Region pointing data:
┏━━
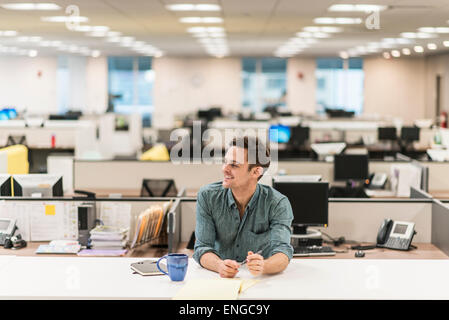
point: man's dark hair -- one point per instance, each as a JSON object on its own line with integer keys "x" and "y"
{"x": 258, "y": 153}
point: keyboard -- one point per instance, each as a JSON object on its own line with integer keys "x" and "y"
{"x": 313, "y": 251}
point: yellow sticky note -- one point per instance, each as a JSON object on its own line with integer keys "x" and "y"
{"x": 50, "y": 210}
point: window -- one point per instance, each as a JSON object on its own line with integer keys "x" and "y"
{"x": 130, "y": 83}
{"x": 264, "y": 83}
{"x": 340, "y": 84}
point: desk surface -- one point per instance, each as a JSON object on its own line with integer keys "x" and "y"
{"x": 109, "y": 278}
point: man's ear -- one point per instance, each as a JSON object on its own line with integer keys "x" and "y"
{"x": 258, "y": 171}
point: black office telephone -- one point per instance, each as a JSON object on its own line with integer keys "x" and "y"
{"x": 395, "y": 234}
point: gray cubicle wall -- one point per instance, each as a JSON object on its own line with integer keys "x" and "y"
{"x": 172, "y": 218}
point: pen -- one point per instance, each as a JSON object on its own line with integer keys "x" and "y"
{"x": 246, "y": 260}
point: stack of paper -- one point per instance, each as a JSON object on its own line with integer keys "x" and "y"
{"x": 149, "y": 224}
{"x": 60, "y": 247}
{"x": 108, "y": 238}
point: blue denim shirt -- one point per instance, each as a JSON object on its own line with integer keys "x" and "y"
{"x": 265, "y": 224}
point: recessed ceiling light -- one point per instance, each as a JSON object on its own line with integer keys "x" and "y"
{"x": 330, "y": 20}
{"x": 8, "y": 33}
{"x": 193, "y": 7}
{"x": 32, "y": 53}
{"x": 201, "y": 20}
{"x": 95, "y": 53}
{"x": 356, "y": 7}
{"x": 65, "y": 19}
{"x": 30, "y": 6}
{"x": 418, "y": 49}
┗━━
The lines to output run from the one containing "point: yellow sticky" to the last line of the entries; give them back exactly.

Your response ->
point: yellow sticky note -- one point per instance, each as a JSON object on its own line with integer keys "x" and "y"
{"x": 50, "y": 210}
point: window -- one point per instance, each as a JSON object on its own line with integer keys "x" and "y"
{"x": 130, "y": 83}
{"x": 264, "y": 83}
{"x": 340, "y": 84}
point: desk surface -- one point per instance, each as a JSON object on its own line with integer keys "x" and "y"
{"x": 109, "y": 278}
point: man's ear -- one point per instance, each as a JSON object on its own line with integer keys "x" and "y"
{"x": 258, "y": 171}
point: black office telephone -- one point per instance, each as a JSON object on its own line with integer keys "x" and "y"
{"x": 395, "y": 234}
point: gray cubicle wall -- one point per instance, each as a JSON object on its own line with integer keys "x" and "y"
{"x": 172, "y": 218}
point: pen -- one point per instance, each as a JSON object on its own line with integer keys "x" and "y"
{"x": 246, "y": 260}
point: stack of paper -- one point per instance, each as a JSON object on its own line with integer keys "x" and "y"
{"x": 149, "y": 224}
{"x": 60, "y": 247}
{"x": 108, "y": 238}
point: blue denim shirt -- one point per instance, each as a JSON object on its own line with integer keys "x" and "y"
{"x": 265, "y": 224}
point: recessed ceiling light -- one point per instance, each as a JSON object on its own line with integer keys "x" and "y"
{"x": 330, "y": 20}
{"x": 8, "y": 33}
{"x": 193, "y": 7}
{"x": 32, "y": 53}
{"x": 201, "y": 20}
{"x": 95, "y": 53}
{"x": 356, "y": 7}
{"x": 65, "y": 19}
{"x": 30, "y": 6}
{"x": 418, "y": 49}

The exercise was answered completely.